→ EXCERPTED TEXT
————————
A well-known jour­nal­ist in a local bagel joint, after not see­ing me for a few weeks, would always greet me with, “Wel­come back, Pete.” It wasn’t because he knew where I’d been, but he knew I trav­eled a lot to write my children’s adven­ture books. Since I’d seen him last, I’d prob­a­bly been out climb­ing Aztec or Mayan tem­ples, pad­dling a riv­er, accom­pa­ny­ing biol­o­gists study­ing polar bears, whales, or man­a­tees. What I love about my job as a children’s adven­ture writer is research. I tell stu­dents, “to research is to explore.”

Recent­ly I trav­eled to the very top of Nor­way, near Rus­sia, to learn what a 19th-cen­tu­ry polar explor­er felt when he returned from a har­row­ing three-year Arc­tic sojourn. I’ve been writ­ing a new adven­ture biog­ra­phy for Hen­ry Holt, my sec­ond in a series, after Jack Lon­don and the Klondike Gold Rush.  It’s a Shack­le­ton-sort of sto­ry before Shack­le­ton, a sto­ry few in this coun­try know any­thing about.

The Fram

Fridtjof Nansen’s ship The Fram with which he explored in the Arc­tic and Antarc­tic
(pho­to cred­it: Wiki­me­dia Com­mons)

In 1893 the Nor­we­gian zool­o­gist and polar explor­er Fridtjof Nansen sailed for the North Pole with a crew of 12 in a spe­cial ship he had built called the Fram (mean­ing “for­ward” in Nor­we­gian). His object was to col­lect valu­able sci­en­tif­ic data on the unknown Arc­tic and maybe to reach the North Pole, a feat unac­com­plished in 400 years of try­ing. Nansen had the crazy idea that if he could build a ship strong enough, with the right pro­por­tions to with­stand the forces of crush­ing ice, he could lock his ship into the Arc­tic ice pack above Siberia and just drift toward the pole. The ice would pick his boat up just like a cork. Trav­el­ing on an Arc­tic cur­rent at one or two miles a day (Arc­tic ice is in con­stant motion), he’d “float” for a num­ber of years (he had pro­vi­sions for five years) right up to the top of the world and over to the oth­er side near Green­land.
————————
→ EXTRACTED RECORDS
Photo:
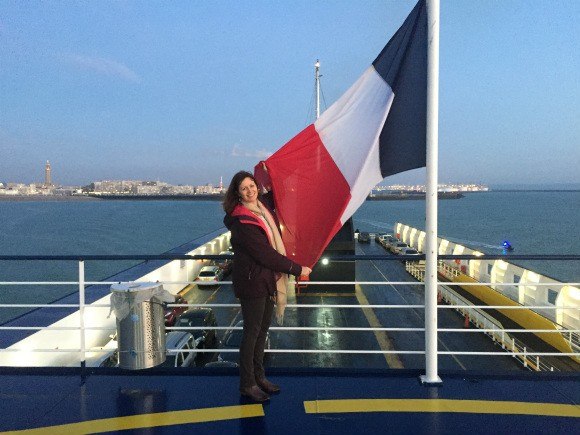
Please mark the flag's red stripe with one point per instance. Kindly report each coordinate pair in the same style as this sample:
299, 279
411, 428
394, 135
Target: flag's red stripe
306, 178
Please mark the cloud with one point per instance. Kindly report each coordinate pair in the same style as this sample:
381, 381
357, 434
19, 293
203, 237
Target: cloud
103, 66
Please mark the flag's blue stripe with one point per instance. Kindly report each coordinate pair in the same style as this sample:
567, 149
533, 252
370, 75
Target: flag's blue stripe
403, 65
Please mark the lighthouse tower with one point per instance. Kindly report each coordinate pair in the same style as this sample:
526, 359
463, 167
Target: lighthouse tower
47, 176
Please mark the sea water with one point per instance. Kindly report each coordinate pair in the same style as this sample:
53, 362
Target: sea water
533, 222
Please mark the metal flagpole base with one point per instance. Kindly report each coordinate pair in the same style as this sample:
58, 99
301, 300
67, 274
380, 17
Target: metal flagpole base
437, 382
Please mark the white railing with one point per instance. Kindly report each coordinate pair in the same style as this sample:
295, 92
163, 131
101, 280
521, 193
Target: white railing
489, 326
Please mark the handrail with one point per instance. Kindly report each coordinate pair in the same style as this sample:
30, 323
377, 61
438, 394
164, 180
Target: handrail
530, 358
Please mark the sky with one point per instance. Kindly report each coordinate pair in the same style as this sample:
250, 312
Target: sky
186, 92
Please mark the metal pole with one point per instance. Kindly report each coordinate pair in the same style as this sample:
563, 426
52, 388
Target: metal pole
82, 309
431, 376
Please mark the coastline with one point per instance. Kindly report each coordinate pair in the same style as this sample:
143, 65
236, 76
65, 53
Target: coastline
45, 198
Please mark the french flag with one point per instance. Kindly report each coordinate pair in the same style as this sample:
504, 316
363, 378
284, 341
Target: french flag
376, 129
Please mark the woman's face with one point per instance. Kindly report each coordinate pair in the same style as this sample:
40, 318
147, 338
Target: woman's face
248, 190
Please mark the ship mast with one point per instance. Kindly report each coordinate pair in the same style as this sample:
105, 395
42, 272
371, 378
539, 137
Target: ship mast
317, 85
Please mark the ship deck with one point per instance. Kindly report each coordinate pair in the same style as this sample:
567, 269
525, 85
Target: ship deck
314, 402
321, 393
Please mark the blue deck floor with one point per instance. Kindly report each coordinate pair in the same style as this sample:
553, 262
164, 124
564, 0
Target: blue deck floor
201, 402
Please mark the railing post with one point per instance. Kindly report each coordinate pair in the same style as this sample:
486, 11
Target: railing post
82, 309
432, 134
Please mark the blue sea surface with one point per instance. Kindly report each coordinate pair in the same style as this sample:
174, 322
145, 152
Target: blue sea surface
534, 223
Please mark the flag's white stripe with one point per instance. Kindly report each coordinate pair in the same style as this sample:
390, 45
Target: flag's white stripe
350, 131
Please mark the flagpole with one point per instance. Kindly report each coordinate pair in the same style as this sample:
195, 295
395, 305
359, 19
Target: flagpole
431, 375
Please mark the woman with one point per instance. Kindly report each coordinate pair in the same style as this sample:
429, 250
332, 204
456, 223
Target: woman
259, 264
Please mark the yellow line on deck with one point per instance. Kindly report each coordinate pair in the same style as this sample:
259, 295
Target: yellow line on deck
383, 339
150, 420
441, 405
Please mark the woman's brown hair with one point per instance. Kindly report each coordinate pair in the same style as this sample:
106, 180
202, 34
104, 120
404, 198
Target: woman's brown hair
232, 197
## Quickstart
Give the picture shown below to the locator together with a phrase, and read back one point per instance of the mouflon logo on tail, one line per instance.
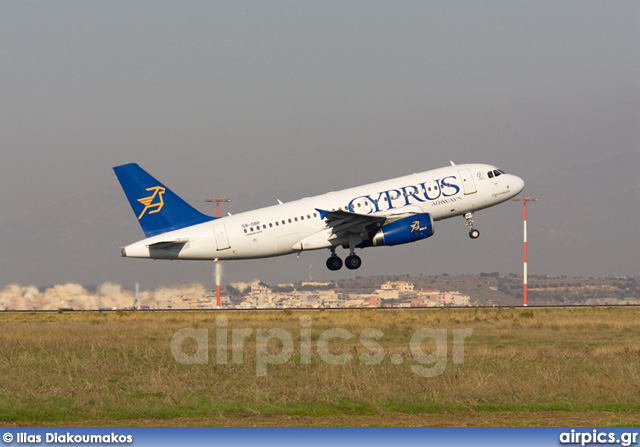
(158, 191)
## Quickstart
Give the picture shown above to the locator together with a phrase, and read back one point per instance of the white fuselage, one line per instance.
(281, 229)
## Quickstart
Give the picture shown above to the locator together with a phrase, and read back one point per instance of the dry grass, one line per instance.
(521, 367)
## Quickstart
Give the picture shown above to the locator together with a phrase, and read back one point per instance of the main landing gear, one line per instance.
(352, 262)
(473, 233)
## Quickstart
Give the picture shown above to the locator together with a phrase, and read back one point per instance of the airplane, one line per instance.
(391, 212)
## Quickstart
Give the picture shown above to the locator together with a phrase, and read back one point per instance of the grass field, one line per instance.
(543, 367)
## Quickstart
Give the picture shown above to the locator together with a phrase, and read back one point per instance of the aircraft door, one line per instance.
(467, 182)
(222, 241)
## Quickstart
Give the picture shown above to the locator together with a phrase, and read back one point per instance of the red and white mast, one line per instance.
(524, 200)
(218, 266)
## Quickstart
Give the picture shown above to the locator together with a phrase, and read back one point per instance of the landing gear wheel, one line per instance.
————————
→ TASK REQUIREMENTS
Carry the account of Nansen's voyage on the Fram forward from its final sentence. The lines above come from a different source than the text.

→ IN RESPONSE
Vet­er­an Arc­tic trav­el­ers thought he was crazy, that he would jeop­ar­dize his and his crew’s lives. It was obvi­ous­ly a fool’s mis­sion. Yet Nansen had already become famous for his dar­ing. In 1888 he was the first to cross Green­land on skis. Unlike Admi­ral Peary and oth­ers who attempt­ed the trek, Nansen trav­eled from the unin­hab­it­ed east­ern side of the ice cap to a town in the west, lat­er say­ing, “I demol­ish my bridges behind me, then there is no choice but to move for­ward.” After his Green­land suc­cess he set his com­pass for the region of the North Pole, where ships on pre­vi­ous expe­di­tions were inevitably crushed, all hands div­ing for lifeboats or trudg­ing on foot over ice back to Siberia, many dying along the way.

Vardø, the north­ern­most fish­ing port in Nor­way (pho­to cred­it: Peter Lourie)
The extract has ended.